### [Extracted records]
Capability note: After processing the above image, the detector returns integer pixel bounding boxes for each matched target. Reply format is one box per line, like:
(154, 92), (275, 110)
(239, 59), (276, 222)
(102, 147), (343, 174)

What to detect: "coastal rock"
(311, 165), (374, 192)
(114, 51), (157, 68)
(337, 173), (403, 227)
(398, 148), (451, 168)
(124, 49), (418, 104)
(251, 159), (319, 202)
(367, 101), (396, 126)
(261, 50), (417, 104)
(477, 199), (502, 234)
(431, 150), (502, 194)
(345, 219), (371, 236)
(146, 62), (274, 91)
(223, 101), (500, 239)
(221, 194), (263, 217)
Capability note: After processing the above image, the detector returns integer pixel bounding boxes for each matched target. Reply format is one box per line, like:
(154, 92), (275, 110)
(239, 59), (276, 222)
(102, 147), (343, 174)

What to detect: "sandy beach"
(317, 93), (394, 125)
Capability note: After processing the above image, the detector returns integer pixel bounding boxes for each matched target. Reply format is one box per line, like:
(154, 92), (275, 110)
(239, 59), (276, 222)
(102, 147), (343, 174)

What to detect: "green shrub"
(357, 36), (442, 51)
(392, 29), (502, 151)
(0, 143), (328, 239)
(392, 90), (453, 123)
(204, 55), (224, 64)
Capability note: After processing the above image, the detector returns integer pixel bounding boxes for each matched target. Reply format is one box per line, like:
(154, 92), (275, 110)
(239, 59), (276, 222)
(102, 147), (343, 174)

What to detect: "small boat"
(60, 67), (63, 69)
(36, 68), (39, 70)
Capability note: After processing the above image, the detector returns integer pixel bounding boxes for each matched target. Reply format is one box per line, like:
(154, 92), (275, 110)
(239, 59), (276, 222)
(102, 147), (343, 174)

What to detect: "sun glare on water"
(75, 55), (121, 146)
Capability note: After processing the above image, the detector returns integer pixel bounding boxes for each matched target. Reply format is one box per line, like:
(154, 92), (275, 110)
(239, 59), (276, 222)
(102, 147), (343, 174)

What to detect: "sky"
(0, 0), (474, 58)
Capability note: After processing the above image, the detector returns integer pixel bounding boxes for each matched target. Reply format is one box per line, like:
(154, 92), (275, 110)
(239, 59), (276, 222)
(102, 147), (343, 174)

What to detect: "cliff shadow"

### [Directions for this task]
The material above should be returned exactly, in full.

### [Completed task]
Capability note: After processing the above image, the detector returns integer pixel bounding boxes for each matched target. Reply format is one box per line, like:
(154, 92), (275, 110)
(239, 59), (276, 222)
(102, 147), (343, 174)

What to detect: "coastal rock"
(311, 165), (374, 192)
(114, 51), (157, 68)
(337, 173), (403, 227)
(398, 148), (451, 168)
(124, 49), (418, 104)
(251, 159), (319, 202)
(367, 101), (396, 126)
(261, 50), (417, 104)
(477, 199), (502, 234)
(431, 150), (502, 194)
(345, 219), (371, 236)
(146, 62), (274, 91)
(223, 101), (500, 239)
(221, 194), (263, 217)
Capability note: After processing the above image, the detector returns integer pixel bounding boxes for each matched target. Reply format is one box per line, like:
(154, 92), (275, 110)
(239, 59), (276, 222)
(102, 147), (343, 174)

What to detect: "sandy beach"
(317, 93), (394, 125)
Capability note: After processing the above image, the detector returns integer pixel bounding boxes for each matched target. Reply format is one box per line, like:
(154, 92), (275, 110)
(239, 59), (276, 222)
(102, 147), (343, 174)

What to detect: "green shrub"
(357, 36), (442, 51)
(392, 29), (502, 151)
(0, 143), (328, 239)
(392, 90), (453, 123)
(204, 55), (224, 64)
Capability note: After processing the above image, the detector returns integer pixel bounding boxes for each matched target. Reply format is one box per line, like:
(154, 92), (275, 110)
(239, 59), (276, 222)
(102, 147), (343, 174)

What to detect: "small boat"
(60, 67), (63, 69)
(36, 68), (39, 70)
Capability note: After processing the above image, the detector returns integer pixel bounding boxes for each matched target. Reply format is one box per line, like:
(154, 92), (275, 110)
(239, 59), (276, 222)
(102, 147), (343, 174)

What to detect: "sun glare on water"
(75, 55), (121, 146)
Capability note: After processing the above image, the detector returns integer pixel bounding boxes for each matched target. Reply format is one box per line, like:
(154, 92), (275, 110)
(239, 59), (276, 222)
(102, 147), (343, 174)

What to detect: "sky"
(0, 0), (474, 58)
Capability note: After processing the above image, the detector returns integer pixel bounding boxes for each matched target. Reply format is one box per line, like:
(154, 92), (275, 110)
(239, 59), (276, 222)
(102, 147), (343, 174)

What to detect: "cliff shadow"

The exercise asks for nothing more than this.